Text provided:
****

'Dot brand' gTLDs: owning the territory

18-09-2014

Roland LaPlante

'Dot brand' gTLDs: owning the territory

enciktat / Shutterstock.com

The new gTLD expansion has provoked some ‘so what?’ responses, so Roland LaPlante is here to discuss the main benefits of a ‘dot brand’ and review some important marketing trends.

Over the past three years, you are likely to have read countless words on the expansion of the internet’s address system, where classic top-level domains (TLDs) such as .com and .info, and .de and .co.uk, will be joined by hundreds of new generic domains such as .organic and .black, geographic domains including .london and .vegas, and .brand domains such as .nike and .swatch.

Against this background, there are four important marketing trends to consider. First, there are higher levels of online engagement than ever before. More people are online. Every day, you can do more stuff on the internet. The result? People are spending more time online. This trend will continue for the foreseeable future.

****

Available data:

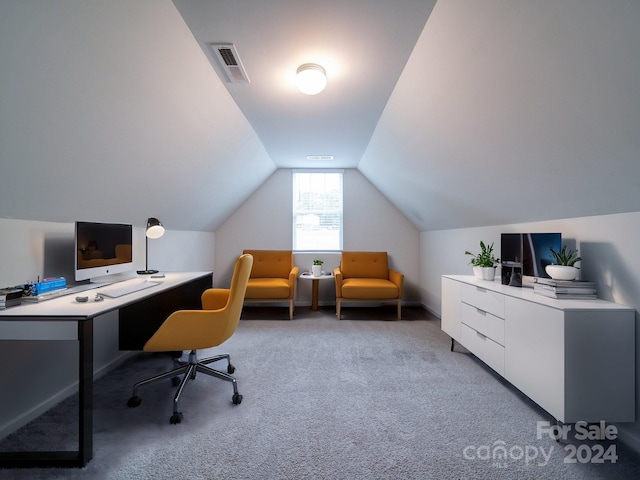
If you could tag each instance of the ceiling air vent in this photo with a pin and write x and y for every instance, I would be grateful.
(229, 60)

****

Your goal:
Translate this sentence from the piece on "dot brand" gTLDs into Spanish: "First, there are higher levels of online engagement than ever before." The material has no connection to the piece on "dot brand" gTLDs.

The result:
En primer lugar, hay niveles de participación en línea más altos que nunca.